- _The problem_:
Print, exactly and completely, every entry in the data.

- _Data excerpts_:

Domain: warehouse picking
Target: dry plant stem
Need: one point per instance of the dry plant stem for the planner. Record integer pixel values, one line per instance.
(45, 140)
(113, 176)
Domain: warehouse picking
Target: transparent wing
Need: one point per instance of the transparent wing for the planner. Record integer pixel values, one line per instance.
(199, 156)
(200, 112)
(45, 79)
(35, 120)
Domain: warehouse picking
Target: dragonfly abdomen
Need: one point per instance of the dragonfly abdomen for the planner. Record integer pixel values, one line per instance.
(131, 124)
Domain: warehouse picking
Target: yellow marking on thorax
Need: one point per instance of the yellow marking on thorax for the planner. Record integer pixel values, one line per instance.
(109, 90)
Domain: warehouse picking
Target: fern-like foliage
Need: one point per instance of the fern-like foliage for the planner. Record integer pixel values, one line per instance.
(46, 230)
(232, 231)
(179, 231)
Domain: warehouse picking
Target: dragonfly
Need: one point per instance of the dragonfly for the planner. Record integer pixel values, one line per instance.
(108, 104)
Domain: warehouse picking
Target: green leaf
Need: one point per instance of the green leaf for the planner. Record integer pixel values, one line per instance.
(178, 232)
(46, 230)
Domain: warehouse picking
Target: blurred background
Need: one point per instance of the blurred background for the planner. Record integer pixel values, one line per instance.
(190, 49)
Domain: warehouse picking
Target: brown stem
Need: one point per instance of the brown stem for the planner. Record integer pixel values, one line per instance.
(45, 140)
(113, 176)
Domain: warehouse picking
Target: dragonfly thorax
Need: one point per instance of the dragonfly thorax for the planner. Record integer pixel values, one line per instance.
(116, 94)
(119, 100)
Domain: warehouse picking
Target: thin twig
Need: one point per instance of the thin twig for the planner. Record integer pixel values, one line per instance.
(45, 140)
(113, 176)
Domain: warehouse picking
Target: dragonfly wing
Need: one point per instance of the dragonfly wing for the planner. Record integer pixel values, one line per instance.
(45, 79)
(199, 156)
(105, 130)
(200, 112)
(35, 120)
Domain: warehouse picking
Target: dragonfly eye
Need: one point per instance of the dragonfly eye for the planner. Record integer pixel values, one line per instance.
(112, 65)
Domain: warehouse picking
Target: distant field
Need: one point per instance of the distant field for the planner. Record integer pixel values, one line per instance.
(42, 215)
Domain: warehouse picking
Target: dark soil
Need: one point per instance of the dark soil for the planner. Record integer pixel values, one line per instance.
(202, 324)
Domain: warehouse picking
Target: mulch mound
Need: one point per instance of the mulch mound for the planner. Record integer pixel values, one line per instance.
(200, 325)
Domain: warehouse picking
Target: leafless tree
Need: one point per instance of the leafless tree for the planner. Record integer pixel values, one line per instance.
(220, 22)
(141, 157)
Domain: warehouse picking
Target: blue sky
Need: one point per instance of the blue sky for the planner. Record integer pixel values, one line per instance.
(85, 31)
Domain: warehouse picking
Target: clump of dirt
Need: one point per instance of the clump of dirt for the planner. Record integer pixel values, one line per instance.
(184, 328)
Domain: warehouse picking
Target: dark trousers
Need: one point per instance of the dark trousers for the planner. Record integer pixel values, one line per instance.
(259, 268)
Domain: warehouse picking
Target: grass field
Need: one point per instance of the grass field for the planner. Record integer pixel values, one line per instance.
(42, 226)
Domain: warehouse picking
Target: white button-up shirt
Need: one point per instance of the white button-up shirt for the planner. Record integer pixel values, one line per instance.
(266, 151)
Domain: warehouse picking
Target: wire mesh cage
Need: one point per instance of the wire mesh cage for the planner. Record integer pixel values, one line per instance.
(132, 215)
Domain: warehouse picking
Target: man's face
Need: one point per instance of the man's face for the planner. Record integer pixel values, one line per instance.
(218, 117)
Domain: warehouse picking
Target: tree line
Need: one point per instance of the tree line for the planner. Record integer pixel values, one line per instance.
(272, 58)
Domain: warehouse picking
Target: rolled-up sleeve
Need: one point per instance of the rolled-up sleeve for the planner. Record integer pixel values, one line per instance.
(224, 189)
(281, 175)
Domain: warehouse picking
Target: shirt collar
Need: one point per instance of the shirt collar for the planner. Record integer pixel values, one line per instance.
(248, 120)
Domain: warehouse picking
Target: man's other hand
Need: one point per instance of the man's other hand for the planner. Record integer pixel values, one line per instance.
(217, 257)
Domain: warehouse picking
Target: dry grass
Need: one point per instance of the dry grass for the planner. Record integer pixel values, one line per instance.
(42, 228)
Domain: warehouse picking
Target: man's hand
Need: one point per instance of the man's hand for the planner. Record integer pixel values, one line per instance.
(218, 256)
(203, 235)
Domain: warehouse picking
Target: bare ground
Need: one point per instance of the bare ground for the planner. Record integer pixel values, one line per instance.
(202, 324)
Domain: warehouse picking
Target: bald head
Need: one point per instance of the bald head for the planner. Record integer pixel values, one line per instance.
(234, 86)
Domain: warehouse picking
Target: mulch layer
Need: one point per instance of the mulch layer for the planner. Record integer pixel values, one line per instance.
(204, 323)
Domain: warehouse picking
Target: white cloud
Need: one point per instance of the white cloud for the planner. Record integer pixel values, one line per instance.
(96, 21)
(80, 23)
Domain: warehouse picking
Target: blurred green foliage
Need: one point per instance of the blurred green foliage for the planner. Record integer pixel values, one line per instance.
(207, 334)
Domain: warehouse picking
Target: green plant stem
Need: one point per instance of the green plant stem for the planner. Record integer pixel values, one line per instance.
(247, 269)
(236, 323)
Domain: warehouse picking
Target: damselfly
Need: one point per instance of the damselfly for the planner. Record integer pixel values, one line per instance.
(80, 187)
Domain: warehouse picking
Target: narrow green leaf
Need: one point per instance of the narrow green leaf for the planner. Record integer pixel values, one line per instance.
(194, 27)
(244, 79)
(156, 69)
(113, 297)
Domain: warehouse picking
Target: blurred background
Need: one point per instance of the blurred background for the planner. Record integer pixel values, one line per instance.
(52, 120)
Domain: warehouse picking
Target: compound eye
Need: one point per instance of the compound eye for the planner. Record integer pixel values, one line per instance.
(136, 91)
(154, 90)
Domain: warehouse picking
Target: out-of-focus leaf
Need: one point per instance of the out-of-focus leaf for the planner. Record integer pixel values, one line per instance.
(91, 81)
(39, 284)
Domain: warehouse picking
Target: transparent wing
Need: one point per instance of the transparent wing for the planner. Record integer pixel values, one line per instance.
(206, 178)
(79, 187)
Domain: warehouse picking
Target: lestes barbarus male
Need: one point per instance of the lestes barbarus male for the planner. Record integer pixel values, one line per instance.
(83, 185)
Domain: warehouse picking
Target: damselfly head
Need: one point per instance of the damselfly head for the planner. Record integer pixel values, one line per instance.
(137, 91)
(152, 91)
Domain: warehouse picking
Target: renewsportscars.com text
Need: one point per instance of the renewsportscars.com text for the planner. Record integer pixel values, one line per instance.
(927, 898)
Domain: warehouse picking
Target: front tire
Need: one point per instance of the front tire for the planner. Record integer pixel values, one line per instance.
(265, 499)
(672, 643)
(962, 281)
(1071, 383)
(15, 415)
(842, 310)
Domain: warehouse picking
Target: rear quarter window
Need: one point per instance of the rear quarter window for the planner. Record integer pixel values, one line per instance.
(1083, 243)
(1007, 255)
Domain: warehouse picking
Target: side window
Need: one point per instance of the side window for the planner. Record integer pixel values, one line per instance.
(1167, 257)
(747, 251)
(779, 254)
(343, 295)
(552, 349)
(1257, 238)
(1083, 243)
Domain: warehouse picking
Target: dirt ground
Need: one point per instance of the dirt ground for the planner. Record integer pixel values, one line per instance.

- _Answer to this task_:
Domain: warehouse picking
Target: dry plant stem
Need: one point per instance of the dry plant stem for the planner. Record integer pixel values, one line per instance.
(45, 140)
(113, 176)
Domain: warehouse picking
Target: transparent wing
Need: one point per instance of the transparent wing for the planner. Record integer pixel values, one line per instance.
(199, 156)
(200, 112)
(45, 79)
(35, 120)
Domain: warehouse picking
Target: dragonfly abdomen
Need: one point per instance of the dragonfly abdomen for the planner. Record integer pixel values, one line per instance.
(131, 124)
Domain: warehouse picking
Target: yellow marking on thorax
Need: one point per instance of the yellow marking on thorax for the planner. Record integer pixel values, one line per instance.
(109, 90)
Domain: warehouse picking
Target: fern-like foliage
Need: one point per instance of the fern-like foliage for the planner. Record integer pixel values, one line per instance.
(46, 230)
(232, 231)
(179, 231)
Domain: warehouse picking
Target: dragonfly
Need: one point per instance of the dragonfly for the planner. Record integer pixel values, one line per instance.
(108, 104)
Domain: warehouse picking
Target: green leaf
Need: one point per instance of the green leaf for the planner. Record integer pixel values, one line per instance.
(178, 232)
(46, 230)
Domain: warehouse picking
Target: blurred background
Need: one point per instance of the blurred background for the planner. Record integer pixel values, one line per instance.
(190, 49)
Domain: warehouse picking
Target: brown stem
Need: one point per instance of the brown stem for the planner. Record integer pixel values, one line per instance.
(45, 140)
(113, 176)
Domain: warehouse picking
Target: dragonfly thorax
Need: one point per instance of the dragonfly thorax for the planner. Record integer pixel values, one line per instance.
(116, 94)
(119, 100)
Domain: warehouse picking
Target: thin twig
Need: one point per instance of the thin twig for the planner. Record integer pixel values, one line per instance.
(45, 140)
(113, 176)
Domain: warehouse picking
Target: dragonfly wing
Need: one point per instance of the dragonfly wing for the planner. Record integer pixel values, one line per instance.
(45, 79)
(199, 156)
(105, 130)
(200, 112)
(35, 120)
Domain: warehouse picking
Target: dragonfly eye
Need: one point per instance of the dragonfly eye for the planner. Record integer pixel values, one line per instance.
(112, 65)
Domain: warehouse picking
Target: distant field
Need: one point per instance of the distant field for the planner. Record integer pixel values, one line per instance.
(42, 215)
Domain: warehouse picking
Target: dark soil
Need: one point per instance of the dark soil for the planner. Record integer pixel values, one line per instance.
(202, 324)
Domain: warehouse picking
Target: mulch mound
Need: one point per instance of the mulch mound for the planner. Record integer pixel values, one line per instance.
(200, 325)
Domain: warehouse picking
Target: leafless tree
Need: one point per instance of the leafless tree for the planner. Record integer pixel values, one line per instance.
(220, 22)
(141, 157)
Domain: warehouse picking
Target: blue sky
Need: one point per instance of the blue sky for the planner. Record integer pixel values, one line per instance.
(85, 31)
Domain: warehouse picking
Target: clump of dirt
Need: one point per instance of the clump of dirt for the planner. Record integer pixel values, one line per instance.
(184, 328)
Domain: warehouse picking
Target: dark trousers
Need: one point per instance of the dark trousers for the planner. Record integer pixel values, one line per instance.
(259, 268)
Domain: warehouse picking
Target: grass field
Need: one point per instance of the grass field for the planner. Record integer pixel values, one line per instance.
(42, 226)
Domain: warehouse picking
Target: white button-up shirt
Need: one point per instance of the white button-up shirt for the planner. Record integer pixel values, one line per instance.
(266, 151)
Domain: warehouse picking
Target: wire mesh cage
Need: one point per instance of the wire mesh cage for the planner. Record integer pixel values, one line per instance.
(132, 215)
Domain: warehouse picking
Target: man's face
Need: one point per instance of the man's face for the planner. Record integer pixel values, one line per instance.
(218, 117)
Domain: warehouse picking
Target: tree line
Need: one point per instance of the tree line for the planner. Record integer pixel values, one line per instance.
(272, 58)
Domain: warehouse picking
Target: rolled-up sleeve
Need: one point per instance of the rolled-up sleeve for the planner. Record integer pixel values, one line per instance.
(224, 189)
(281, 175)
Domain: warehouse picking
Target: shirt collar
Need: one point per instance of the shirt collar for the planner. Record integer pixel values, one line per instance.
(248, 120)
Domain: warehouse picking
Target: man's other hand
Need: one point per instance of the man's other hand for the planner. Record integer pixel values, one line per instance.
(217, 257)
Domain: warehouse picking
Target: dry grass
Need: one point per instance of the dry grass for the planner. Record integer pixel values, one line per instance.
(42, 228)
Domain: warehouse picking
Target: man's hand
Need: one point per instance of the man's hand for the planner. Record integer pixel values, one line per instance.
(218, 256)
(203, 235)
Domain: warehouse picking
Target: bare ground
Need: one point per instance of the bare ground for the planner. Record integer pixel values, one line per instance.
(202, 324)
Domain: warehouse picking
Target: bald head
Need: one point per instance of the bald head for the planner. Record integer pixel values, one line per instance.
(234, 86)
Domain: warehouse picking
Target: mulch layer
Need: one point per instance of the mulch layer for the planner. Record integer pixel values, one line per instance.
(204, 323)
Domain: warehouse picking
Target: white cloud
Need: one point per instance of the white cloud for the planner. Record integer pixel values, one line per instance.
(96, 21)
(80, 23)
Domain: warehouse picking
Target: blurred green foliage
Need: one point per instance of the blurred green foliage for the planner. Record integer pixel values, one line per instance.
(207, 334)
Domain: warehouse picking
Target: green plant stem
Need: one point per instance of the green plant stem for the planner. Record integer pixel values, one line per instance.
(247, 269)
(236, 323)
Domain: warehouse picking
Target: damselfly
Need: one point per instance of the damselfly for the planner. Record integer pixel values, one line per instance.
(80, 187)
Domain: warehouse picking
Target: narrow green leaf
Need: one point per instance of the narrow green leaf for the planner. Record integer pixel values, one line per instance.
(194, 27)
(244, 79)
(156, 69)
(113, 297)
Domain: warehouse picking
Target: blurred background
Need: one point per instance of the blurred background for the planner. Record integer pixel values, one line per instance.
(52, 120)
Domain: warehouse picking
Target: compound eye
Need: one point per instance of the compound eye for the planner. Record integer pixel values, one line per instance.
(136, 91)
(154, 90)
Domain: warehouse picking
Target: out-of-focus leaf
Need: one point per instance of the out-of-focus leaf for the planner. Record integer pixel values, one line per instance.
(91, 81)
(39, 284)
Domain: warehouse picking
Target: transparent wing
Need: one point per instance of the transparent wing for the planner. Record integer pixel values, one line per instance.
(206, 178)
(79, 187)
Domain: warehouse picking
Target: lestes barbarus male
Need: one point per instance of the lestes barbarus male for the planner. Record integer pixel values, one line per instance.
(83, 185)
Domain: warehouse picking
Target: damselfly head
Need: one point per instance of the damselfly head for the planner. Record integer pixel values, one line per instance.
(137, 91)
(152, 91)
Domain: warehouse picking
Target: renewsportscars.com text
Need: one point per instance of the renewsportscars.com text for the planner. Record integer pixel values, one line per instance.
(927, 898)
Domain: warehouse picking
Target: front tire
Need: one point per instance of the front tire for the planner. Record integer pixel values, one line per instance.
(265, 499)
(672, 643)
(962, 281)
(1071, 383)
(15, 415)
(842, 310)
Domain: warehouse picking
Target: rear quarter window
Need: one point per instance of the rear quarter window for the planner. Record integer pixel values, one line per instance.
(1083, 243)
(1007, 255)
Domain: warehouse picking
Target: side window
Need: one point per instance of the side window for the planner. Record integer pixel values, one line per instance.
(1167, 257)
(747, 251)
(779, 254)
(343, 295)
(552, 349)
(1257, 238)
(1083, 243)
Domain: warehouse picking
Target: dirt ground
Need: one point per instance of the dirt ground for the planner. Record integer pixel values, one line per instance.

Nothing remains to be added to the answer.